## Exercise description
Please copy out the records from the line that contains "Task: Indicate the standing" through the last one, requests included, and increase each coordinate in the answer points by 89.

## Input
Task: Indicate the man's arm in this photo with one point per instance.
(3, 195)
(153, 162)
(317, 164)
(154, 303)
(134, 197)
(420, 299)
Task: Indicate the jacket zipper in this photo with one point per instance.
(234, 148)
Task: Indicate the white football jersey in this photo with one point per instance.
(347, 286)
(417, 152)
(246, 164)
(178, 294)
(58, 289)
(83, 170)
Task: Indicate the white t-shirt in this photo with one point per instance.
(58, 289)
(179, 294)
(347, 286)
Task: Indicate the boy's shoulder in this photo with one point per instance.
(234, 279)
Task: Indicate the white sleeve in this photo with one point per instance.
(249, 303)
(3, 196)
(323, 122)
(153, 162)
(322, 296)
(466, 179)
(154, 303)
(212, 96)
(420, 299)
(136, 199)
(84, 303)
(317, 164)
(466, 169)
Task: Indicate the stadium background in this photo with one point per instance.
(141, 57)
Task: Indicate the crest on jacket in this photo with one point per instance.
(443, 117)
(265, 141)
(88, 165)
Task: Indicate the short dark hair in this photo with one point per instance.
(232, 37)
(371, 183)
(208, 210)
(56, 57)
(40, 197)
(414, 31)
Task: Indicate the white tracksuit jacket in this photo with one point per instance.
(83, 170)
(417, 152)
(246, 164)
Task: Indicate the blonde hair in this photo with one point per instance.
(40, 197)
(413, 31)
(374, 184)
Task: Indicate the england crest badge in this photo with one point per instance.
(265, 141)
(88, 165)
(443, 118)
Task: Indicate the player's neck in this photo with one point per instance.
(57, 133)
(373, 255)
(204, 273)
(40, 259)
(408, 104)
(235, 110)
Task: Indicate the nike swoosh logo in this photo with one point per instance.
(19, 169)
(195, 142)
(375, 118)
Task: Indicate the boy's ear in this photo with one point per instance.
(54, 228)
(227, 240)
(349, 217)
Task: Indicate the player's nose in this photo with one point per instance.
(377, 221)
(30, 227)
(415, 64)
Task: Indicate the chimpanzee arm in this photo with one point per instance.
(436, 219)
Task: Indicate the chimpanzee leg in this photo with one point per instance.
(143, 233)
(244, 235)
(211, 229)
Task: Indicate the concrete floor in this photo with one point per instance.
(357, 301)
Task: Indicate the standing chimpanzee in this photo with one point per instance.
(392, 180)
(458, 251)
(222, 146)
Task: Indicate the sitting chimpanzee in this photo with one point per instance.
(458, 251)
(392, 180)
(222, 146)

## Complete response
Task: Indicate the standing chimpanzee in this photo with one point per instance.
(481, 269)
(547, 340)
(311, 235)
Task: Indicate the sitting chimpanzee in this photo with one point per instance.
(547, 340)
(481, 269)
(311, 235)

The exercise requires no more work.